What this task involves: Rewrite every line of the entries below, replacing "rough mask" with "coarse mask" wherever it occurs and leaving everything else unchanged.

Dataset entries
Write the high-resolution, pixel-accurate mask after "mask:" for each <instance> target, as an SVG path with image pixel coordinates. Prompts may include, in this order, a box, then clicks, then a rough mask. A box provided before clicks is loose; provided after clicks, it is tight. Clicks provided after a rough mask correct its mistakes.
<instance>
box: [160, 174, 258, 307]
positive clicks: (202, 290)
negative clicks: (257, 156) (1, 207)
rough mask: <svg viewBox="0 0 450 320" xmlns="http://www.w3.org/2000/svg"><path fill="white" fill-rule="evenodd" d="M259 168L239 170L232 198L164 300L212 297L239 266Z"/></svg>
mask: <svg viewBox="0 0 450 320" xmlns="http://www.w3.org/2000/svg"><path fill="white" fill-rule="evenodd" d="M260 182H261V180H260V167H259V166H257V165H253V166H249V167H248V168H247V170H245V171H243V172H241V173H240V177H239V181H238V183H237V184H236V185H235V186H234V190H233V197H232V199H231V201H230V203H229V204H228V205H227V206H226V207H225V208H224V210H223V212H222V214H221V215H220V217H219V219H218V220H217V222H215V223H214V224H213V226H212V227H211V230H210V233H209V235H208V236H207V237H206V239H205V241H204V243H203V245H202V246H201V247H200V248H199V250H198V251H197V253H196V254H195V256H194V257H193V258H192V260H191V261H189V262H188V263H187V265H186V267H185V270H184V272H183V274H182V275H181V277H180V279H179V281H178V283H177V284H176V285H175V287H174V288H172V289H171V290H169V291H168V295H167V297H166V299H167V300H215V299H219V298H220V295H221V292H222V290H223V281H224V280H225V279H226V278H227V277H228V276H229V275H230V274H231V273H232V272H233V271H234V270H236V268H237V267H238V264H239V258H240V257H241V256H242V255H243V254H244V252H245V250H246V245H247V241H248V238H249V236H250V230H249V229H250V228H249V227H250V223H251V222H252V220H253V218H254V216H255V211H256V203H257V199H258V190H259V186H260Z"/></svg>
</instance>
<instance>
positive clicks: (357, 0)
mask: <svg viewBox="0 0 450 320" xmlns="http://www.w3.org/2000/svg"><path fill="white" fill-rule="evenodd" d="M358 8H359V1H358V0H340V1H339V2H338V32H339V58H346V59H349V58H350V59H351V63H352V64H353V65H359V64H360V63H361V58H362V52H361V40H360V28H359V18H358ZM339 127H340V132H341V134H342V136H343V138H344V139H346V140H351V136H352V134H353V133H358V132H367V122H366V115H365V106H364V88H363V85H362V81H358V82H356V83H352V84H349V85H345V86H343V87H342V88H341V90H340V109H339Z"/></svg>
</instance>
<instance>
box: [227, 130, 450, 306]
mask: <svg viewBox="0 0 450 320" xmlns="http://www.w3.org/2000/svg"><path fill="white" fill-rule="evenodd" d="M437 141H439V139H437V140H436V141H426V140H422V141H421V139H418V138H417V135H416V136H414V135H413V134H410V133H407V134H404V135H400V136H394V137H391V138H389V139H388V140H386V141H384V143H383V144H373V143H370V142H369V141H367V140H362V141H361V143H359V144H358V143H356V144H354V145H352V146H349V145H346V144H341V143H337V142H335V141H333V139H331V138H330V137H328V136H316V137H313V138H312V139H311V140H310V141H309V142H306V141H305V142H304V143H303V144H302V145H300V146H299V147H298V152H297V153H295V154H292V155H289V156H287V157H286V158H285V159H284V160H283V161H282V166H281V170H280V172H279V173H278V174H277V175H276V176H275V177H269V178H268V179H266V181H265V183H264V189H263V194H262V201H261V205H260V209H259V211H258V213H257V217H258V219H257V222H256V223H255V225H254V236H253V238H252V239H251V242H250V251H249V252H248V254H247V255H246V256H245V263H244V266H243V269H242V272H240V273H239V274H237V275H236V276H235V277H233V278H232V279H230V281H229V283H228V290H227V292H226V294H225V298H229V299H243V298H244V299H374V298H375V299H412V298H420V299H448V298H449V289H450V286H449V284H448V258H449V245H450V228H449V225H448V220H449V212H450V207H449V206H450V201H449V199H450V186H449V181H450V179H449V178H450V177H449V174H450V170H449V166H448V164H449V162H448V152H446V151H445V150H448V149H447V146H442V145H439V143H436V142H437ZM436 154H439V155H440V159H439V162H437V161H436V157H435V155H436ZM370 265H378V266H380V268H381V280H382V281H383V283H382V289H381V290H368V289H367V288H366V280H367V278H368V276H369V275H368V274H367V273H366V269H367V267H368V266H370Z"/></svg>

Reply:
Write the high-resolution, pixel-accurate mask after "mask:" for each <instance> target, as an SVG path with image pixel coordinates. Prompts may include, in this order, a box, then clicks, then a coarse mask. A box provided before clicks is loose; provided after clicks, it is tight. Clicks provided after a coarse mask correct its mistakes.
<instance>
box: [160, 174, 258, 307]
positive clicks: (202, 290)
negative clicks: (257, 156) (1, 207)
coarse mask: <svg viewBox="0 0 450 320" xmlns="http://www.w3.org/2000/svg"><path fill="white" fill-rule="evenodd" d="M259 168L239 170L232 198L164 300L212 297L239 266Z"/></svg>
mask: <svg viewBox="0 0 450 320" xmlns="http://www.w3.org/2000/svg"><path fill="white" fill-rule="evenodd" d="M260 182H261V180H260V167H259V166H257V165H253V166H249V167H248V168H247V170H245V171H243V172H241V173H240V177H239V181H238V183H237V184H236V185H235V186H234V190H233V197H232V199H231V201H230V203H229V204H228V205H227V206H226V207H225V208H224V210H223V212H222V214H221V215H220V217H219V219H218V220H217V222H215V223H214V224H213V226H212V227H211V230H210V233H209V235H208V236H207V237H206V239H205V241H204V243H203V245H202V246H201V247H200V248H199V250H198V251H197V253H196V254H195V256H194V257H193V258H192V260H191V261H189V262H188V263H187V265H186V267H185V270H184V272H183V274H182V275H181V277H180V279H179V281H178V283H177V284H176V285H175V287H174V288H172V289H171V290H169V291H168V295H167V297H166V299H167V300H215V299H219V298H220V295H221V292H222V290H223V281H224V280H225V279H226V278H227V277H228V276H229V275H230V274H231V273H232V272H233V271H234V270H236V268H237V267H238V264H239V258H240V257H241V256H242V255H243V254H244V252H245V250H246V245H247V241H248V238H249V236H250V230H249V229H250V228H249V227H250V223H251V222H252V220H253V218H254V216H255V211H256V203H257V199H258V190H259V186H260Z"/></svg>
</instance>
<instance>
positive clicks: (357, 0)
mask: <svg viewBox="0 0 450 320" xmlns="http://www.w3.org/2000/svg"><path fill="white" fill-rule="evenodd" d="M358 8H359V1H358V0H340V1H339V2H338V32H339V58H346V59H349V58H350V59H351V63H352V64H353V65H359V64H360V63H361V58H362V52H361V40H360V28H359V18H358ZM339 127H340V132H341V134H342V136H343V138H344V139H346V140H351V136H352V134H353V133H358V132H367V122H366V115H365V106H364V88H363V85H362V81H358V82H356V83H352V84H349V85H345V86H343V87H342V88H341V90H340V109H339Z"/></svg>
</instance>
<instance>
box: [227, 130, 450, 306]
mask: <svg viewBox="0 0 450 320" xmlns="http://www.w3.org/2000/svg"><path fill="white" fill-rule="evenodd" d="M437 141H439V139H437V140H436V141H426V140H422V141H421V139H418V138H417V135H416V136H414V135H413V134H410V133H407V134H404V135H400V136H394V137H391V138H389V139H388V140H386V141H384V143H383V144H373V143H370V142H369V141H367V140H362V141H361V143H359V144H358V143H356V144H354V145H352V146H349V145H346V144H341V143H337V142H335V141H333V139H331V138H330V137H328V136H316V137H313V138H312V139H311V140H310V141H309V142H306V141H305V142H304V143H303V144H302V145H300V146H299V147H298V152H297V153H295V154H292V155H289V156H287V157H286V158H285V159H284V160H283V161H282V166H281V170H280V172H279V173H278V174H277V175H276V176H275V177H269V178H268V179H266V181H265V183H264V189H263V194H262V201H261V205H260V209H259V211H258V213H257V217H258V219H257V222H256V223H255V225H254V236H253V238H252V239H251V242H250V251H249V252H248V254H247V255H246V256H245V263H244V266H243V269H242V272H240V273H239V274H237V275H236V276H235V277H233V278H232V279H230V281H229V283H228V290H227V292H226V294H225V298H229V299H243V298H244V299H374V298H375V299H412V298H420V299H448V298H449V289H450V286H449V284H448V258H449V245H450V228H449V225H448V220H449V212H450V207H449V206H450V201H449V199H450V186H449V181H450V179H449V178H450V177H449V174H450V170H449V166H448V164H449V162H448V152H446V151H445V150H448V149H447V146H442V145H439V143H436V142H437ZM436 154H439V155H440V159H439V162H437V161H436V157H435V155H436ZM370 265H378V266H380V268H381V280H382V281H383V283H382V289H381V290H368V289H367V288H366V280H367V278H368V276H369V275H368V274H367V273H366V269H367V267H368V266H370Z"/></svg>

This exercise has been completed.